> [SOURCE DOCUMENT]
Those are the people that have specific, in-depth knowledge and expertise on a certain topic or set of topics.
To put it in context, if you are creating an eLearning course about onboarding junior developers in an IT company, you’ll have two sets of SMEs helping you out. One set of people is going to be from the HR department – the ones that have in-depth knowledge of how the company works, what are the legal obligations and rights the new employee has, and so on. On the other hand, you’ll need to consult senior developers from that company that have product knowledge. They know how the software they are developing works, and what are things every new developer needs to know about this software and code to be able to start coding.
As you can see, SMEs are the essential ingredient if you want to create a good eLearning course.
Just like you need fruit to make a fruit cake, you need SMEs to make an eLearning cake. I mean a course. An eLearning course.
What is the job of SMEs in eLearning course creation?
SMEs need to:
- Map the knowledge on the topic that will be developed as an eLearning course – there is always something already created in your company on any given topic. Maybe you already have PPTs from F2F onboarding sessions. Or maybe you have recorded those live sessions. So the first thing you as an SME need to do is to figure out what is already available in the company on that particular topic.
- Prioritize and exclude material – not everything you have is important. Maybe something is also outdated (probably nobody needs to know about the floppy disk procedures). And the only person that will know what (out of all that material the company already has on the topic) is relevant, current, and needs to be in the future eLearning is you – SME. So prioritize the important and exclude irrelevant/outdated.
- Send those materials to the agency – probably no explanation of this step is needed, huh?
- Provide initial guidance to the agency creating your eLearning course – who is your target audience, and what are their characteristics? What is the bigger picture of why are you creating this course (it’s rarely just to transfer knowledge)? What is the usual level of expertise your target audience will have? What are the key takeaways everybody needs to understand and take from this course?

> [THE PROBLEM]
Answer these questions from the text on subject-matter experts in eLearning:
(a) In the example of onboarding junior developers, which department supplies one set of SMEs?
(b) What procedures are given as an example of outdated material?
(c) To whom do SMEs send the materials?

> [GIVEN MATERIAL]
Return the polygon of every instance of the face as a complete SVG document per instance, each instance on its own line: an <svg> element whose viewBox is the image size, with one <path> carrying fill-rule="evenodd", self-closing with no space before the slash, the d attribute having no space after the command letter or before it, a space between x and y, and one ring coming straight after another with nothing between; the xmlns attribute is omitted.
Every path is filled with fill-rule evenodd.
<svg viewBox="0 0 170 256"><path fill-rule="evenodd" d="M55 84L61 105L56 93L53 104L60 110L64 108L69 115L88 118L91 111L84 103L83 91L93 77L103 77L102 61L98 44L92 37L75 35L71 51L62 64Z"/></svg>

> [EXPECTED ANSWER]
(a) The HR department.
(b) Floppy disk procedures.
(c) The agency creating the eLearning course.